* À faire *
Transcrivez à l'identique le passage du texte fourni qui commence par « Réflexions du Professeur » et se termine par « et d’un sourire. ».

Situation
– J’ai soigné pendant plus de dix ans Jeanne, souffrant d’une sclérose en plaques. Elle vient de me téléphoner pour m’informer qu’elle ne peut plus se déplacer pour recevoir mes soins à mon cabinet. Gênée par l’une de ses dents, elle souhaite obtenir mon avis.
– Je lui propose de passer à son domicile pour l’examiner. Elle accepte avec plaisir.
– Une fois sur place, je me rends compte de l’impossibilité technique de réaliser le traitement endodontique nécessaire pour soigner sa dent à son domicile.
– Malgré mes explications, Jeanne s’emporte et m’accuse d’un refus de soins. Sa famille critique mon comportement, arguant un manque d’humanité et de compréhension. Elle m’informe aussi de sa volonté de s’en plaindre au Conseil de l’Ordre.
– Suis-je tenu de délivrer des soins à domicile alors que je considère ne pas pouvoir les mener de manière consciencieuse ? Ma responsabilité peut-elle être mise en défaut ? Mon refus peut-il être considéré comme un manque de respect pour ma patiente ?
Réflexions du Professeur Hervé Blocquel
Professeur à la faculté de chirurgie dentaire de l’Université Lille 2
Membre du Comité national odontologique d’éthique
Ce sujet représente une préoccupation de santé publique, avec un comportement empathique envers les patients. Pour y avoir participé, j’en ai tiré de belles émotions, au travers des services rendus à des personnes en détresse, parce que confinées, ou handicapées, et moralement affectées de solitude. La vieillesse, la solitude, parfois la maladie chronique, sont des facteurs anxiogènes du sentiment d’abandon.
Se déplacer à domicile pour soigner nos patients reflète la notion de service rendu, même si celui-ci, dans un premier temps, n’est pas aussi complet que nous l’aurions voulu, ou que s’il avait été réalisé au cabinet ; mais il est souvent payé d’un merci et d’un sourire.

* Données fournies *
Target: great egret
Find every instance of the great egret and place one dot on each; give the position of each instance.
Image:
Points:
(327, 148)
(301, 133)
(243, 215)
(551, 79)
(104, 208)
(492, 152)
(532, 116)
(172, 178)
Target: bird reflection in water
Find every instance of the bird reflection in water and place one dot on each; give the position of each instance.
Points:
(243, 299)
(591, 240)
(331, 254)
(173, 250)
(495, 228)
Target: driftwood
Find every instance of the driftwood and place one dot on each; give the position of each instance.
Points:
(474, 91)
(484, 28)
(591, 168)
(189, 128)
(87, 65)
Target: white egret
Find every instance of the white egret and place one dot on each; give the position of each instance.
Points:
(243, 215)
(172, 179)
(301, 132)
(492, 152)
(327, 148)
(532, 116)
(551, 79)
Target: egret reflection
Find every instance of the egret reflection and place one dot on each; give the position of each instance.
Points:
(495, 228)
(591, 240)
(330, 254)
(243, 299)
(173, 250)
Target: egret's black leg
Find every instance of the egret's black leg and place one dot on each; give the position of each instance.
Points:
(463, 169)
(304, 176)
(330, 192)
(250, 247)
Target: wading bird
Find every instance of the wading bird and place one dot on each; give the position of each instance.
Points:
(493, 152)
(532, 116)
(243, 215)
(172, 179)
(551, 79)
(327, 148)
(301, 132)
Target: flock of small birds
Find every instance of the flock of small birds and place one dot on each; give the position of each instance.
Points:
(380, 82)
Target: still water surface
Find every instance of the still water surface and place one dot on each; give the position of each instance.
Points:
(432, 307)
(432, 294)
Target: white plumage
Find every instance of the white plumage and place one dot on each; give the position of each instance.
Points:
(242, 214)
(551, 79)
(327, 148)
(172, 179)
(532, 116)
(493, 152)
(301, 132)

---

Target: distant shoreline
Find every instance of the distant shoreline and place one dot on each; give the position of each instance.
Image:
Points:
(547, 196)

* Votre solution *
Réflexions du Professeur Hervé Blocquel
Professeur à la faculté de chirurgie dentaire de l’Université Lille 2
Membre du Comité national odontologique d’éthique
Ce sujet représente une préoccupation de santé publique, avec un comportement empathique envers les patients. Pour y avoir participé, j’en ai tiré de belles émotions, au travers des services rendus à des personnes en détresse, parce que confinées, ou handicapées, et moralement affectées de solitude. La vieillesse, la solitude, parfois la maladie chronique, sont des facteurs anxiogènes du sentiment d’abandon.
Se déplacer à domicile pour soigner nos patients reflète la notion de service rendu, même si celui-ci, dans un premier temps, n’est pas aussi complet que nous l’aurions voulu, ou que s’il avait été réalisé au cabinet ; mais il est souvent payé d’un merci et d’un sourire.